-

 

Rasim Ekşi  

ERENKÖY SÜRÜNGENLERİ -2


Üniversite öğrenimini yarıda kesip, vatan savunmasına koşan Hüseyin Laptalı’nın iki ciltlik eseri, Üsteğmen Atilla Çilingir’e göre daha sert hükümlerle dolu. Çilingir, yanlış anlaşılabilecek cümlelerde, değerlendirmelerden özellikle kaçınmış gibi. Kıbrıs doğumlu olan Laptalı, birinci cildin önsözünde, bizim de katıldığımız bir tespiti yapmaktan çekinmiyor:

Üniversite öğrenimini yarıda kesip, vatan savunmasına koşan Hüseyin Laptalı’nın iki ciltlik eseri, Üsteğmen Atilla Çilingir’e göre daha sert hükümlerle dolu. Çilingir, yanlış anlaşılabilecek cümlelerde, değerlendirmelerden özellikle kaçınmış gibi. Kıbrıs doğumlu olan Laptalı, birinci cildin önsözünde, bizim de katıldığımız bir tespiti yapmaktan çekinmiyor: “Düşmanlarımız bizlere AB rüşveti sunarak ocağımıza incir dikmek istemektedirler” dedikten sonra şöyle devam ediyor:
“Kıbrısta öteden beri uygulanan Türkleri efendice öldürünüz’ programlarını Türkleri efendice söküp, dağıtıp, yok ediniz’ programına çevirmişler. Batı Medeniyetleri Egemen dukalığına, Birleşmiş milletler Genel sekreteri de dahil olmuş, inatla ve ısrarla bu hususu diretiyorlar. Bana (Kıbrıs Türküne) sen yoksun, çek git, kaybol diyorlar. Nasıl kaybolayım, ben varım işte! Kendimi mi inkar edeyim! Kendimi mi öldüreyim! İntihar mı edeyim! Boşver, vebali boyunlarına, gelsinler kendileri öldürsünler.”

*Yazılı görev A*:
Kaynak metne göre aşağıdaki soruları cevaplayın:
(i) Hüseyin Laptalı'nın eseri kaç ciltten oluşuyor?
(ii) Laptalı nerede doğmuş?
(iii) Atilla Çilingir'in rütbesi nedir?
Kaynak metin ile kayıtlar birbirinden bağımsız malzemelerdir.

*Verilen kayıtlar*:
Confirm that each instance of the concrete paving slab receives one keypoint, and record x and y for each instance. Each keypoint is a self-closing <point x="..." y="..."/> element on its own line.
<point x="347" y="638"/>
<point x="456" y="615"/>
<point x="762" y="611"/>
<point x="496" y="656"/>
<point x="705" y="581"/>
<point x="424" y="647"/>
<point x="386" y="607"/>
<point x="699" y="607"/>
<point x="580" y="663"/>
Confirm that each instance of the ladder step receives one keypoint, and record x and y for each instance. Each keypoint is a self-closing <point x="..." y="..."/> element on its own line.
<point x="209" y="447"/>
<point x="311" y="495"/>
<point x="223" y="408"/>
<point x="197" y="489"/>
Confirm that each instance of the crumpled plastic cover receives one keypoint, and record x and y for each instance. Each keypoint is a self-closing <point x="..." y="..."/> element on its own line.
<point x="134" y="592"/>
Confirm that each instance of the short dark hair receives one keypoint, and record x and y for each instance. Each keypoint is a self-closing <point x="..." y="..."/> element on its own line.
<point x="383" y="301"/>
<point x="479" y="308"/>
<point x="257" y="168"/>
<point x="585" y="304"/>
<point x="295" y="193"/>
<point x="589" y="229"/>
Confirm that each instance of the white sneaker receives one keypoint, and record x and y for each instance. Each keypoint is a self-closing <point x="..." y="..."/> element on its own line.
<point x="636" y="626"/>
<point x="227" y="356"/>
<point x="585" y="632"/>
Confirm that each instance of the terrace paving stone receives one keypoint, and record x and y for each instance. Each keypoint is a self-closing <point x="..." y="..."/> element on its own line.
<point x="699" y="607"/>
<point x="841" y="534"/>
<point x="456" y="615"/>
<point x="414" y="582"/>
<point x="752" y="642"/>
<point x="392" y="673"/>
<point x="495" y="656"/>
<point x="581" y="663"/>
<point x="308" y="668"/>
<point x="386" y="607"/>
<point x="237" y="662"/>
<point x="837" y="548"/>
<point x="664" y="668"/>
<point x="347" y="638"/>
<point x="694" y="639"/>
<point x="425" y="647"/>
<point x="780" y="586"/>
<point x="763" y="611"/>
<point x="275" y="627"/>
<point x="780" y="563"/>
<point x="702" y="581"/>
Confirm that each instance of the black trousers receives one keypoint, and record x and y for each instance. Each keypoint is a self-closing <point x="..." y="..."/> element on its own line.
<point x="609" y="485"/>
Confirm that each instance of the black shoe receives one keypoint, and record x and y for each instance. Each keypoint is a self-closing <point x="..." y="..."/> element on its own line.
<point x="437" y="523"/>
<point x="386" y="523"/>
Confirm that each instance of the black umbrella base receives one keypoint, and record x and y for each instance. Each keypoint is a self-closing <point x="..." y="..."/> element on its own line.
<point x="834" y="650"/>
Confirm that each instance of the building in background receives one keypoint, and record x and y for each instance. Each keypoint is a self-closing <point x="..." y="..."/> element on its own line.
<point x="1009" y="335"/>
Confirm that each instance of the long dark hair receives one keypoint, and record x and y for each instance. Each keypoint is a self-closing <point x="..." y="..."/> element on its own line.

*Yazılı görev B*:
Kayıtlarda "Confirm that each instance of the black umbrella" ifadesini içeren satırdan kayıtların sonuna kadar uzanan bölümü, iki ucu da dahil olmak üzere, harfi harfine yeniden yazın.

*Yazılı çözüm A*:
(i) İki ciltten.
(ii) Kıbrıs'ta.
(iii) Üsteğmen.

*Yazılı çözüm B*:
Confirm that each instance of the black umbrella base receives one keypoint, and record x and y for each instance. Each keypoint is a self-closing <point x="..." y="..."/> element on its own line.
<point x="834" y="650"/>
Confirm that each instance of the building in background receives one keypoint, and record x and y for each instance. Each keypoint is a self-closing <point x="..." y="..."/> element on its own line.
<point x="1009" y="335"/>
Confirm that each instance of the long dark hair receives one keypoint, and record x and y for each instance. Each keypoint is a self-closing <point x="..." y="..."/> element on its own line.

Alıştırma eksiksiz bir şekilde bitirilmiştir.